YOUR GOAL
Repeat precisely the span of lines below that opens with the line containing "Each <instance> block" and closes with the line containing "761L216 737L154 746L121", both included.

[Collected data]
━━━━━━━━

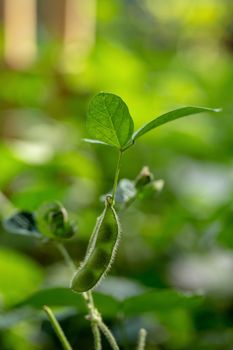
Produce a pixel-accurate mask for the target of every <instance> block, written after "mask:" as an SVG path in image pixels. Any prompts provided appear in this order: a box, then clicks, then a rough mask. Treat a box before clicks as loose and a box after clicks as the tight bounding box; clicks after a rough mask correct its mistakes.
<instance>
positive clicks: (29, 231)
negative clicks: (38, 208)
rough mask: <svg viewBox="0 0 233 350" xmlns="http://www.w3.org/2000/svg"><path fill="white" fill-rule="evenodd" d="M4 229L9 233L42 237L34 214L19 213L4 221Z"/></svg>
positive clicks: (32, 213) (16, 213) (25, 212)
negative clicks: (39, 231) (37, 227)
mask: <svg viewBox="0 0 233 350" xmlns="http://www.w3.org/2000/svg"><path fill="white" fill-rule="evenodd" d="M3 227H4V229H5V230H6V231H7V232H9V233H14V234H20V235H25V236H34V237H41V235H40V233H39V232H38V230H37V227H36V221H35V217H34V214H33V213H31V212H29V211H19V212H17V213H16V214H14V215H13V216H11V217H9V218H8V219H6V220H4V221H3Z"/></svg>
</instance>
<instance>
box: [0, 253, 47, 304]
mask: <svg viewBox="0 0 233 350" xmlns="http://www.w3.org/2000/svg"><path fill="white" fill-rule="evenodd" d="M0 276H1V278H0V296H2V297H3V301H4V304H7V305H12V304H13V303H17V302H18V301H20V300H22V299H24V298H26V297H27V296H28V295H30V294H31V293H33V292H34V291H35V290H36V289H37V288H38V287H39V285H40V283H41V281H42V276H43V273H42V269H41V268H40V266H39V265H37V264H36V263H35V262H34V261H33V260H31V259H30V258H28V257H26V256H24V255H22V254H20V253H17V252H15V251H13V250H10V249H1V250H0Z"/></svg>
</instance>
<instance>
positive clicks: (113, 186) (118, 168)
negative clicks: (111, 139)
mask: <svg viewBox="0 0 233 350" xmlns="http://www.w3.org/2000/svg"><path fill="white" fill-rule="evenodd" d="M121 158H122V151H121V150H120V151H119V154H118V160H117V166H116V171H115V177H114V182H113V189H112V198H113V201H114V200H115V195H116V190H117V184H118V179H119V174H120V166H121Z"/></svg>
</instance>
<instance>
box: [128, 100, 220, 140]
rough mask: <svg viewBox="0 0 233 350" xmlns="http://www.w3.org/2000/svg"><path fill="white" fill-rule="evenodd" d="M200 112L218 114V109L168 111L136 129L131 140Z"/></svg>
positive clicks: (183, 107) (188, 107)
mask: <svg viewBox="0 0 233 350" xmlns="http://www.w3.org/2000/svg"><path fill="white" fill-rule="evenodd" d="M202 112H220V109H213V108H205V107H183V108H179V109H175V110H174V111H170V112H168V113H165V114H163V115H161V116H160V117H158V118H156V119H153V120H151V121H150V122H149V123H147V124H145V125H143V126H142V127H141V128H140V129H138V130H137V131H136V132H135V133H134V134H133V140H136V139H137V138H139V137H140V136H142V135H144V134H146V133H147V132H148V131H150V130H152V129H155V128H157V127H158V126H160V125H163V124H166V123H169V122H171V121H173V120H176V119H179V118H182V117H185V116H188V115H191V114H197V113H202Z"/></svg>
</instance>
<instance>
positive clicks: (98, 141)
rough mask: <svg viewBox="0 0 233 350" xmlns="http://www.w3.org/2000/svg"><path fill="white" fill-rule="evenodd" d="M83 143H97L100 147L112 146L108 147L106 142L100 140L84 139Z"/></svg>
mask: <svg viewBox="0 0 233 350" xmlns="http://www.w3.org/2000/svg"><path fill="white" fill-rule="evenodd" d="M83 141H85V142H87V143H96V144H98V145H104V146H110V145H108V144H107V143H106V142H103V141H99V140H93V139H83Z"/></svg>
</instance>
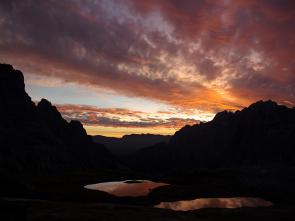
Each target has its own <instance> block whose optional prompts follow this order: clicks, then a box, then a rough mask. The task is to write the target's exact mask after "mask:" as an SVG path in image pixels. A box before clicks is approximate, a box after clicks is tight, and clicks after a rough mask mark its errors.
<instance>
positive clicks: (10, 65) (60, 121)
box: [0, 64, 119, 172]
mask: <svg viewBox="0 0 295 221" xmlns="http://www.w3.org/2000/svg"><path fill="white" fill-rule="evenodd" d="M0 104H1V107H0V115H1V117H2V118H1V123H0V165H1V170H7V171H18V172H20V171H30V172H32V171H52V170H85V169H87V170H91V169H99V168H116V167H118V165H119V164H118V163H117V162H116V160H115V159H114V157H113V156H112V154H111V153H110V152H109V151H108V150H107V149H106V148H105V147H104V146H103V145H99V144H96V143H94V142H93V141H92V139H91V137H90V136H88V135H87V134H86V131H85V130H84V128H83V126H82V124H81V123H80V122H78V121H71V122H69V123H68V122H67V121H66V120H64V119H63V118H62V116H61V115H60V113H59V112H58V111H57V109H56V108H55V107H54V106H53V105H52V104H51V103H50V102H49V101H47V100H45V99H42V100H41V101H40V102H39V103H38V104H37V105H35V104H34V102H32V101H31V98H30V97H29V96H28V94H27V93H26V92H25V85H24V77H23V74H22V72H20V71H18V70H14V69H13V67H12V66H11V65H7V64H0Z"/></svg>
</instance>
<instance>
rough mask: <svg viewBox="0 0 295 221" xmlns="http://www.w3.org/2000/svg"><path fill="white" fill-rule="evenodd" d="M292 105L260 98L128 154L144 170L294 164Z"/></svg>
mask: <svg viewBox="0 0 295 221" xmlns="http://www.w3.org/2000/svg"><path fill="white" fill-rule="evenodd" d="M294 134H295V109H294V108H288V107H286V106H282V105H278V104H277V103H275V102H273V101H271V100H269V101H258V102H256V103H254V104H251V105H250V106H249V107H247V108H244V109H243V110H241V111H236V112H229V111H223V112H220V113H217V114H216V116H215V117H214V119H213V120H212V121H210V122H207V123H201V124H197V125H193V126H185V127H183V128H182V129H180V130H179V131H177V132H176V133H175V135H173V136H172V137H171V139H170V141H169V143H168V144H156V145H154V146H151V147H147V148H144V149H142V150H140V151H138V152H137V153H135V154H134V155H133V156H131V157H129V158H128V161H127V162H128V163H129V164H130V165H131V166H132V167H134V168H137V169H141V170H143V171H149V172H155V171H169V170H173V169H195V168H213V169H214V168H243V167H277V166H294V163H295V149H294V147H295V139H294Z"/></svg>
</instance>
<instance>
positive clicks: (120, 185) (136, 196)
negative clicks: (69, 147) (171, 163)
mask: <svg viewBox="0 0 295 221" xmlns="http://www.w3.org/2000/svg"><path fill="white" fill-rule="evenodd" d="M166 185H169V184H167V183H156V182H152V181H149V180H126V181H118V182H106V183H98V184H91V185H87V186H85V188H86V189H90V190H99V191H104V192H107V193H109V194H112V195H115V196H119V197H126V196H130V197H138V196H146V195H148V194H149V193H150V192H151V191H152V190H153V189H155V188H157V187H160V186H166Z"/></svg>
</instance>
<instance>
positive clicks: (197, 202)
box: [155, 197, 273, 211]
mask: <svg viewBox="0 0 295 221" xmlns="http://www.w3.org/2000/svg"><path fill="white" fill-rule="evenodd" d="M272 205H273V204H272V203H271V202H269V201H266V200H264V199H260V198H250V197H234V198H201V199H195V200H189V201H176V202H162V203H160V204H158V205H156V206H155V207H156V208H161V209H171V210H176V211H189V210H196V209H201V208H241V207H267V206H272Z"/></svg>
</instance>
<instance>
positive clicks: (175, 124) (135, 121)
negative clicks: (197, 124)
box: [56, 105, 199, 131]
mask: <svg viewBox="0 0 295 221" xmlns="http://www.w3.org/2000/svg"><path fill="white" fill-rule="evenodd" d="M56 107H57V109H58V110H59V111H60V113H61V114H62V115H63V117H64V118H65V119H66V120H79V121H81V122H82V123H83V124H84V125H87V126H103V127H113V128H116V127H123V128H153V129H155V128H158V129H161V128H167V129H172V131H173V130H174V131H175V130H178V129H180V128H181V127H183V126H185V125H193V124H196V123H199V121H198V120H196V119H191V118H179V117H173V114H171V113H169V115H170V116H168V117H166V118H163V116H161V115H160V116H159V114H158V113H155V114H152V113H146V112H141V111H133V110H128V109H123V108H98V107H93V106H85V105H56Z"/></svg>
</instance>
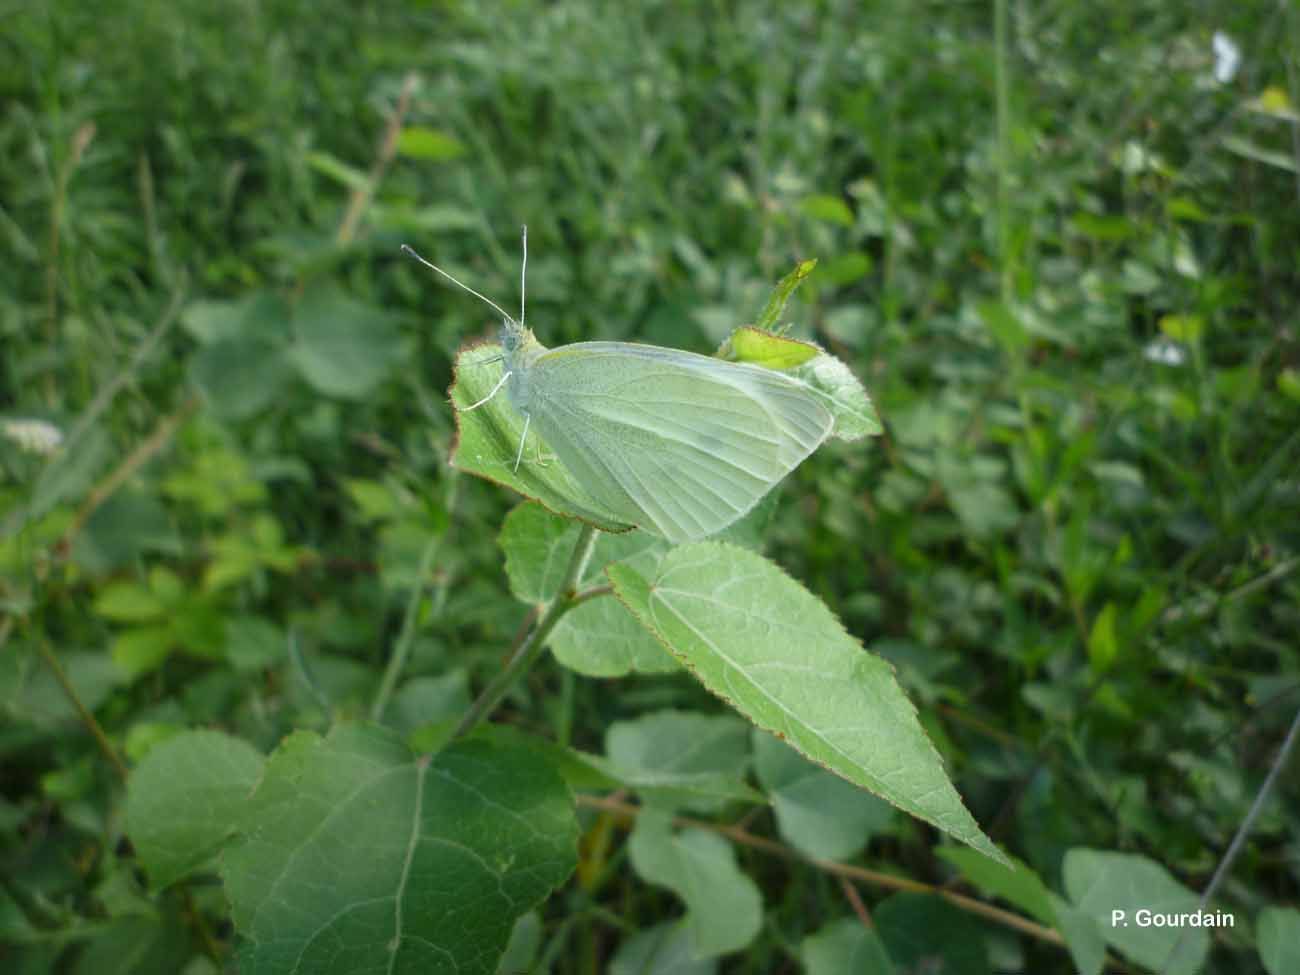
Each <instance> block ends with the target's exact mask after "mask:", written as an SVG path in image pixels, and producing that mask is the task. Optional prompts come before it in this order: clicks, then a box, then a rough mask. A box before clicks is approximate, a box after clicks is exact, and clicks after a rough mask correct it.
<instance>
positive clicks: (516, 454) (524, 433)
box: [515, 413, 533, 471]
mask: <svg viewBox="0 0 1300 975" xmlns="http://www.w3.org/2000/svg"><path fill="white" fill-rule="evenodd" d="M532 421H533V416H532V413H524V433H523V434H521V435H520V438H519V452H517V454H516V455H515V471H519V461H520V460H523V459H524V441H526V439H528V424H530V422H532Z"/></svg>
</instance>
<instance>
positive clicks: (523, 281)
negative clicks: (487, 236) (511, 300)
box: [519, 224, 528, 328]
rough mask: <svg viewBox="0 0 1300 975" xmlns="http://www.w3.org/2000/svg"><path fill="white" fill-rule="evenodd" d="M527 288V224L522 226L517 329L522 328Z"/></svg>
mask: <svg viewBox="0 0 1300 975" xmlns="http://www.w3.org/2000/svg"><path fill="white" fill-rule="evenodd" d="M526 287H528V224H524V261H523V264H521V266H520V268H519V328H524V291H525V289H526Z"/></svg>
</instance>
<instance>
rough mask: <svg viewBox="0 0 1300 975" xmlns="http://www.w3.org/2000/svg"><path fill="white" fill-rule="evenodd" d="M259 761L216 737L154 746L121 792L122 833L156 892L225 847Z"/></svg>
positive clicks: (208, 734)
mask: <svg viewBox="0 0 1300 975" xmlns="http://www.w3.org/2000/svg"><path fill="white" fill-rule="evenodd" d="M261 766H263V757H261V755H260V754H259V753H257V750H256V749H253V748H252V746H251V745H248V744H247V742H246V741H242V740H240V738H234V737H230V736H229V735H224V733H221V732H214V731H192V732H183V733H181V735H175V736H173V737H170V738H168V740H166V741H164V742H162V744H160V745H156V746H155V748H153V749H151V750H149V751H148V754H147V755H146V757H144V761H143V762H140V764H139V767H138V768H135V770H134V771H133V772H131V777H130V780H129V781H127V787H126V833H127V836H130V837H131V844H133V845H134V846H135V852H136V854H138V855H139V858H140V862H142V863H143V865H144V870H146V872H147V874H148V878H149V885H151V887H152V888H153V889H155V891H159V889H161V888H164V887H168V885H169V884H172V883H174V881H177V880H179V879H181V878H183V876H186V875H187V874H190V872H192V871H194V870H196V868H199V867H201V866H203V865H204V863H207V862H208V861H209V859H212V857H213V855H216V854H217V853H218V852H220V850H221V848H222V846H224V845H225V842H226V840H227V839H229V837H230V835H231V829H233V826H234V823H235V820H237V819H238V818H239V815H240V814H242V811H243V807H244V802H246V801H247V798H248V794H250V793H251V792H252V787H253V784H255V783H256V781H257V776H259V775H260V774H261Z"/></svg>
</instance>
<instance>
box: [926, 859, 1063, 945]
mask: <svg viewBox="0 0 1300 975" xmlns="http://www.w3.org/2000/svg"><path fill="white" fill-rule="evenodd" d="M935 853H937V854H939V857H940V859H945V861H948V862H949V863H952V865H953V866H954V867H957V868H958V870H959V871H961V872H962V876H965V878H966V879H967V880H969V881H970V883H972V884H974V885H975V887H978V888H979V889H980V891H983V892H984V893H989V894H993V896H995V897H1001V898H1002V900H1004V901H1009V902H1010V904H1014V905H1015V906H1017V907H1019V909H1021V910H1024V911H1028V913H1030V914H1032V915H1034V917H1035V918H1037V919H1039V920H1041V922H1043V923H1044V924H1047V926H1049V927H1054V926H1056V923H1057V919H1056V911H1054V910H1053V909H1052V892H1050V891H1049V889H1048V887H1047V884H1044V883H1043V880H1041V879H1040V878H1039V875H1037V874H1035V872H1034V871H1032V870H1031V868H1030V867H1028V866H1027V865H1026V863H1023V862H1022V861H1018V859H1017V858H1015V857H1008V861H1010V863H1011V866H1004V865H1001V863H996V862H993V861H991V859H989V858H988V857H980V855H979V854H978V853H975V852H974V850H970V849H967V848H966V846H940V848H939V849H937V850H935Z"/></svg>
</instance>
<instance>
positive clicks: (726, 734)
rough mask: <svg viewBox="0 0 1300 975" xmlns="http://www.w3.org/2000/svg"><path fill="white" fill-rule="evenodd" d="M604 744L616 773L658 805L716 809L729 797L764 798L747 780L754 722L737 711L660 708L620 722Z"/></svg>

━━━━━━━━

RESPONSE TO THE TASK
Each <instance> block ends with the target's exact mask after "mask:", written as an SVG path in image pixels, and producing that mask is the task. Optional prompts come before it in this order: clicks, then a box, then a rough mask. A box before clicks is approximate, a box after clicks is exact, and clicks after a rough mask correct it.
<instance>
positive clicks: (516, 454) (524, 433)
box: [515, 413, 533, 471]
mask: <svg viewBox="0 0 1300 975" xmlns="http://www.w3.org/2000/svg"><path fill="white" fill-rule="evenodd" d="M532 421H533V416H532V413H524V433H523V434H521V435H520V438H519V452H517V454H516V455H515V471H519V461H520V460H523V459H524V441H526V439H528V424H530V422H532Z"/></svg>
</instance>
<instance>
positive clicks: (523, 281)
negative clicks: (487, 236) (511, 300)
box: [519, 224, 528, 328]
rough mask: <svg viewBox="0 0 1300 975" xmlns="http://www.w3.org/2000/svg"><path fill="white" fill-rule="evenodd" d="M527 288V224L522 226L517 329L522 328Z"/></svg>
mask: <svg viewBox="0 0 1300 975" xmlns="http://www.w3.org/2000/svg"><path fill="white" fill-rule="evenodd" d="M526 287H528V224H524V261H523V264H521V266H520V268H519V328H524V291H525V289H526Z"/></svg>
</instance>
<instance>
rough mask: <svg viewBox="0 0 1300 975" xmlns="http://www.w3.org/2000/svg"><path fill="white" fill-rule="evenodd" d="M259 761L216 737L154 746L121 792L122 833L156 892L225 847Z"/></svg>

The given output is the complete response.